[Point-per-instance localization data]

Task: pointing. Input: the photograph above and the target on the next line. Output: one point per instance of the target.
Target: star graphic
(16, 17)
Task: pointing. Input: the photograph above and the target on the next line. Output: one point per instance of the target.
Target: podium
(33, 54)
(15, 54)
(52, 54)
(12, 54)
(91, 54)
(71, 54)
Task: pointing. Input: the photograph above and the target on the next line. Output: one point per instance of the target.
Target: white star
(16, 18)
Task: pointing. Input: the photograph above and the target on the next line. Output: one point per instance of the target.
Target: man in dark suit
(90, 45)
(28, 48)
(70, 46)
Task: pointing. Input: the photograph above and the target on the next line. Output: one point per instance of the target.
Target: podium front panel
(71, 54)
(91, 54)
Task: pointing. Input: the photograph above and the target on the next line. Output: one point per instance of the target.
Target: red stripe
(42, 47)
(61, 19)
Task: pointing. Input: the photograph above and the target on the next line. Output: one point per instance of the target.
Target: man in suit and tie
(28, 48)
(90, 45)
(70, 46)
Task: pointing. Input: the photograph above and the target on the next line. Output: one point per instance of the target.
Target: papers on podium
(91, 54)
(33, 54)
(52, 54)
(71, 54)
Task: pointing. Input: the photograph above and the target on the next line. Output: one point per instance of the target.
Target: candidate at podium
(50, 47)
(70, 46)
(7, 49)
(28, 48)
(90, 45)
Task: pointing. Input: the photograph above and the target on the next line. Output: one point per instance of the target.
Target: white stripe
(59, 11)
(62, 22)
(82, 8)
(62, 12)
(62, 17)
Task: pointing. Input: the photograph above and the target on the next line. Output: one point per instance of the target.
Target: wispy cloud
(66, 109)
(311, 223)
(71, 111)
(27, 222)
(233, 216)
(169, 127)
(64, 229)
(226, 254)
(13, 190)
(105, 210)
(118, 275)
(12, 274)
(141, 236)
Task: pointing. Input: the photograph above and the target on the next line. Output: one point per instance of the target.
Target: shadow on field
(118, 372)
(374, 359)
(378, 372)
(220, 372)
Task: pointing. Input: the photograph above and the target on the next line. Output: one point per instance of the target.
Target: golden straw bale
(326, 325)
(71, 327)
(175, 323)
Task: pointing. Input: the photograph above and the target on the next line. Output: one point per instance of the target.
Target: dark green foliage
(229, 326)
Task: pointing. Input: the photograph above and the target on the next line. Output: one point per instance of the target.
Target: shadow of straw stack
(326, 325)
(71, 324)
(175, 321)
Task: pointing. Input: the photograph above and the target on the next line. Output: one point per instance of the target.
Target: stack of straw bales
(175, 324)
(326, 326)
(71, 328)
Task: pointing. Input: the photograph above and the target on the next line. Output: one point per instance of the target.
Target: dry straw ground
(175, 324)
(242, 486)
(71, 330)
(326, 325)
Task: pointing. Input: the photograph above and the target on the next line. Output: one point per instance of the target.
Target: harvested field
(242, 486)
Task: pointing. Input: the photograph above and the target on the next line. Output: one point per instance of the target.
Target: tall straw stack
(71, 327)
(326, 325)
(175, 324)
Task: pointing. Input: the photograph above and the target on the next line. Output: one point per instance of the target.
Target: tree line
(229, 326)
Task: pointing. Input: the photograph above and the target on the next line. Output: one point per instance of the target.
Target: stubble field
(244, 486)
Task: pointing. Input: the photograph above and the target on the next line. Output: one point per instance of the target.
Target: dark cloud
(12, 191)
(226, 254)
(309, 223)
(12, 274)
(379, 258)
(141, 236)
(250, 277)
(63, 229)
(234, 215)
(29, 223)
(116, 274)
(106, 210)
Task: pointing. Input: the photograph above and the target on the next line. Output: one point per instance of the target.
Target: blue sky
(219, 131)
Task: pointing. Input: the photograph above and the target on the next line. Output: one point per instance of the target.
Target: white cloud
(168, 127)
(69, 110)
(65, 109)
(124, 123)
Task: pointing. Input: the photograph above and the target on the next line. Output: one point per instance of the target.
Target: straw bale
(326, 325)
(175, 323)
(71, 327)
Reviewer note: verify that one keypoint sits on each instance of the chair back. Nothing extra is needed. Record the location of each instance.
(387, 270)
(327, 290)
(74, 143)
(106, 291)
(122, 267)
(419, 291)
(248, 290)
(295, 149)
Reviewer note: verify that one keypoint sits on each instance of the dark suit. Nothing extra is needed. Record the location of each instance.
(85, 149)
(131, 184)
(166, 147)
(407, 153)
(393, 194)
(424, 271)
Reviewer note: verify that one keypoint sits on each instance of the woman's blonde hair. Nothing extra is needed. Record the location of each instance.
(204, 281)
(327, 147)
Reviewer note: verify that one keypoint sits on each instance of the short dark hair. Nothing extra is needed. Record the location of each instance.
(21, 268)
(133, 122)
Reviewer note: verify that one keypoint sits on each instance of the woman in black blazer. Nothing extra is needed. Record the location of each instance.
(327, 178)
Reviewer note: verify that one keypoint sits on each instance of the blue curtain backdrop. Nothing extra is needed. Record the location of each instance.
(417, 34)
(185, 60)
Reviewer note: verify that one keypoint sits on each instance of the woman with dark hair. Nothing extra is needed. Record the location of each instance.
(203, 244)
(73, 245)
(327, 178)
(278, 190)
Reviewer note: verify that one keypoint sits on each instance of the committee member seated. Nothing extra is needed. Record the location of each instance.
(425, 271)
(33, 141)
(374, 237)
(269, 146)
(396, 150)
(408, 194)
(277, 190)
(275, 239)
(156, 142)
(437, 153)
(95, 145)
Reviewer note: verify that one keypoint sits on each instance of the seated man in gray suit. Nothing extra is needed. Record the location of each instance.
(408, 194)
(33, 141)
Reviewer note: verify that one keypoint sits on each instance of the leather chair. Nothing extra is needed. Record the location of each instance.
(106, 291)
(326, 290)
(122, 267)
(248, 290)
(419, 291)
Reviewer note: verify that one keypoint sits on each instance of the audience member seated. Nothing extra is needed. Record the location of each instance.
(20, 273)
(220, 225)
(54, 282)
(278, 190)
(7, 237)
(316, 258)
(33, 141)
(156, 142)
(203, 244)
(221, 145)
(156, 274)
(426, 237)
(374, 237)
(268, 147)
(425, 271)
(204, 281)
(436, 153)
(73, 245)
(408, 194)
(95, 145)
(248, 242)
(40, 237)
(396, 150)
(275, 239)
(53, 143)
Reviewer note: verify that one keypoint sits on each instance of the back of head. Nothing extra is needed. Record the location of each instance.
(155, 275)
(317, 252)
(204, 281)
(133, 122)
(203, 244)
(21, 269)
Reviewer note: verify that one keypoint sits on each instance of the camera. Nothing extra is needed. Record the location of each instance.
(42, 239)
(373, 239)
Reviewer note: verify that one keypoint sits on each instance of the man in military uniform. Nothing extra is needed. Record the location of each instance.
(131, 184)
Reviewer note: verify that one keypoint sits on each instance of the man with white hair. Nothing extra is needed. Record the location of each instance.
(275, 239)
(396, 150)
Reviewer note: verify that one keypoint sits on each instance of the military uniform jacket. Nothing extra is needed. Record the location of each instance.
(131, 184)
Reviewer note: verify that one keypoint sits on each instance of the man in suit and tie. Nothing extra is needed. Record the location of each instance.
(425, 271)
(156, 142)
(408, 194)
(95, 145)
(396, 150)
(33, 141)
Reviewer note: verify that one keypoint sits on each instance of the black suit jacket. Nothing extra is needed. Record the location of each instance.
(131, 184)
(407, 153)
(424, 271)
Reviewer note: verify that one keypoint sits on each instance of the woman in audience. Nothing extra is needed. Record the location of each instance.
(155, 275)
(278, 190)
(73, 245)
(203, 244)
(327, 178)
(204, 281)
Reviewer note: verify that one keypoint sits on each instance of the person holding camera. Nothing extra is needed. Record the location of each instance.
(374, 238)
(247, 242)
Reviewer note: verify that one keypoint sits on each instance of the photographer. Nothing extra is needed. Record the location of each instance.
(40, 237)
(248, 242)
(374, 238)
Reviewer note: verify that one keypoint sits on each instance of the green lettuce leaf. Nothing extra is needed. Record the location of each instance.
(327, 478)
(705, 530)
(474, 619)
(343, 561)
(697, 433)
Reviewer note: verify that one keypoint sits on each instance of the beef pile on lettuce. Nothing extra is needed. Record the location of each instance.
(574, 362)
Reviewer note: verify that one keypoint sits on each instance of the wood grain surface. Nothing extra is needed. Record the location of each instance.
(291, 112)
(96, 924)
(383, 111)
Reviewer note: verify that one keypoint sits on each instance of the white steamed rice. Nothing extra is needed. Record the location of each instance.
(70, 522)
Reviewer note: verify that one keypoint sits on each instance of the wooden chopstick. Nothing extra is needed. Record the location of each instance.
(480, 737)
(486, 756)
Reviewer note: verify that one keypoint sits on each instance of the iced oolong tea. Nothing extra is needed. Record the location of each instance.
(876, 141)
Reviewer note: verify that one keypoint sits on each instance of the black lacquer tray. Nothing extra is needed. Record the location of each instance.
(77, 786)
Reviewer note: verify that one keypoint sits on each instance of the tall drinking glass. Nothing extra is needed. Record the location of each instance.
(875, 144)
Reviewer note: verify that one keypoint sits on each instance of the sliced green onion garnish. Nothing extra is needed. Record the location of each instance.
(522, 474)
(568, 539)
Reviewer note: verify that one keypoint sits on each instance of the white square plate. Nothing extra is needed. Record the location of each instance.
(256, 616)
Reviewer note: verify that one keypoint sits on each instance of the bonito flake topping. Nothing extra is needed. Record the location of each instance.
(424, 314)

What the task asks:
The answer should hold exactly the lines running from the one with "of the beef" to the final line of the data, both ends counted.

Answer for this exercise:
Reviewer note: verify that one keypoint sits on each instance of the beef pile on lettuce. Nothing extra is needed. Record the location of each instance.
(574, 362)
Reviewer note: verify that one keypoint sits on each instance of the wood grain surface. Nothing extra is needed. Record the location of each instance.
(291, 112)
(96, 924)
(383, 111)
Reviewer note: verify that one keypoint sits on each instance of the white steamed rice. Nothing extra is needed. Record the location of each instance.
(70, 522)
Reviewer note: verify that one keypoint sits on each instance of the wooden chopstick. Nothing extra is needed. Record the location of each instance.
(480, 737)
(486, 756)
Reviewer note: verify that one keypoint sits on each instance of the iced oolong tea. Nothing extra is needed. Record the location of each instance.
(876, 141)
Reviewer note: verify that one keypoint sits on each instance of the black lacquer tray. Nothing extra is needed. Record the location of each instance.
(77, 786)
Reviewer note: verify that one keypoint sits on each instance of the tall drinking glass. Nothing extra is needed. Record the location of each instance.
(875, 144)
Reviewer note: verify that one keypoint sits on each instance of the sliced green onion garnish. Nothing extra is needed. Record the location of each instance.
(522, 474)
(568, 539)
Reviewer note: verify that one keypoint sits on each instance of the white square plate. Nothing extra is needed. Record the location of each instance.
(256, 616)
Reviewer note: verify that one keypoint sits on each instance of the bonito flake topping. Nothing extra is needed. Record the location of each instance.
(424, 314)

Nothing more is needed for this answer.